• Written problem: Copy the items below, replacing every occurrence of "thickest part" with "widest part" and leaving all other text unchanged.

=== Data records ===

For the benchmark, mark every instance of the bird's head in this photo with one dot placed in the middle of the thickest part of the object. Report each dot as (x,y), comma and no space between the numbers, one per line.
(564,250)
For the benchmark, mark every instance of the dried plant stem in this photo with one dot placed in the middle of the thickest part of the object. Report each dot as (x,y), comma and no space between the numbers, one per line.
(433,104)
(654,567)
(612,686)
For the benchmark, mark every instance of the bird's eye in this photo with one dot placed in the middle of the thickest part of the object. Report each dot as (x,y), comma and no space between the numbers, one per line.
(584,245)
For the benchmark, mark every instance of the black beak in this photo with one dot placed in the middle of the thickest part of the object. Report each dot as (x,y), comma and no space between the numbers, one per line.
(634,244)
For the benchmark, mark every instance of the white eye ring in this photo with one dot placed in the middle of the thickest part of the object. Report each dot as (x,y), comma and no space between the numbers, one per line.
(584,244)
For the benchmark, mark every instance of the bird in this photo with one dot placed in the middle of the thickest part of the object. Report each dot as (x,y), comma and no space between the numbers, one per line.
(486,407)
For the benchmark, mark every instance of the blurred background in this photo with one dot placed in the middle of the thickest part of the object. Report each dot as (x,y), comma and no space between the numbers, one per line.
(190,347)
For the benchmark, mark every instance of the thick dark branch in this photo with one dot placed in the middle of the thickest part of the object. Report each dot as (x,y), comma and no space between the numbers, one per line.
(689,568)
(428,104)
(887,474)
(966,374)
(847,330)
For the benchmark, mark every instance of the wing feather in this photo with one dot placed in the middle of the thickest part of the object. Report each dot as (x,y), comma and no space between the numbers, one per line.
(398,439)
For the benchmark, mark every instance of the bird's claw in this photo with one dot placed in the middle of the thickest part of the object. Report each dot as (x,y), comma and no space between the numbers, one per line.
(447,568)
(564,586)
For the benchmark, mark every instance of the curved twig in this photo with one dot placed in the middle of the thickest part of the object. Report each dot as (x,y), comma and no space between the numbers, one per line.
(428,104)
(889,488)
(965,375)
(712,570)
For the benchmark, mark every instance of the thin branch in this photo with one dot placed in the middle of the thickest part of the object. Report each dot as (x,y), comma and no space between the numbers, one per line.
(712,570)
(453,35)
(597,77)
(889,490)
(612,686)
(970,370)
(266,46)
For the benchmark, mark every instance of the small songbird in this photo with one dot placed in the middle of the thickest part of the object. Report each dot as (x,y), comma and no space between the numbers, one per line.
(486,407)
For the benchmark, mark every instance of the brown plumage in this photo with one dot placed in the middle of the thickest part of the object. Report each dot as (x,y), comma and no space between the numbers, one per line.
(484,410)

===

• Completed task:
For the benchmark, mark every instance of the bird's head in this photo with one dot placed in the middle of the widest part of the object. Report each dot as (x,y), comma and no space between the numbers, one per line.
(564,250)
For the benchmark, mark every instance of the dried plant stem in this photo with one dot placed in the middle of the widest part of the object. Report each dot as (x,y), comma and no space between the numbers, one per line.
(433,104)
(654,567)
(612,686)
For the benchmark, mark every instance of the bird's eye in this photo with one dot placed in the middle of the widest part of the object. Report each dot as (x,y), comma and no space between the numbers, one per line.
(584,245)
For the benchmark, mark every instance of the black beak in this photo with one dot placed in the middle of the widest part of the object. Report each dot as (x,y), comma and no space between the numbers, one per line.
(634,244)
For the benchmark, mark every instance of the white eye ring in this photo with one dot placed in the middle of the widest part of the object. Report each dot as (x,y), comma and no space between the numbers, one per line.
(584,244)
For the benchmark, mark every instance of the bird in this photo with one dot placed in the middle of the widest part of the object. Report each dot as (x,y), comma and no space between the numbers, one per line.
(486,407)
For the benchmark, mark every instance of the blurred background in this photo with one dot placed in the middle of the widest part of the object. Report each dot as (x,y), comma and no space between the numbers, one per line.
(190,347)
For the benchmark, mark every instance of the thick dark branch in this photo with one dot placed in the middle of the widest part of the object. Report each dot as (x,y), comma and no space between the numbers, one per line.
(689,568)
(428,104)
(887,474)
(966,374)
(847,330)
For the benchmark, mark every instance of the wing feather in this photo with one dot placed in the middle of the widest part of the object. Report each dot as (x,y), comma and no space between the numbers, one per line.
(398,439)
For the benchmark, mark every instance of the bird's claw in this photo with one dot placed in the middle of the widest part of the object. Report each dot as (x,y), comma and no space between the numbers, one per line.
(447,568)
(564,586)
For the benchmark, mark every instance of the curved twig in this photo with one dot placed in the middle of the widest part of the object. Report each dot as (x,y), comma and no space between the numbers, one per line.
(428,104)
(889,488)
(965,375)
(712,570)
For the benchmark, mark every instance of the thin branch in this photo with one dot placed in the middle of the widest part of the object. Report each dot as (x,y), comma and no space between the numbers, one per line.
(712,570)
(453,35)
(597,77)
(889,490)
(612,686)
(970,370)
(266,46)
For the benchmark, mark every instance of the small songbird in this photo with one dot placed in the middle of the widest part of the object. Report each dot as (x,y), comma and no space between the numbers, one per line.
(486,407)
For the benchmark, mark every instance of the brown plumage in this photo with one dot placed in the middle of the widest part of the object. Report each dot as (x,y), comma and no space between the numbers, one per line.
(484,410)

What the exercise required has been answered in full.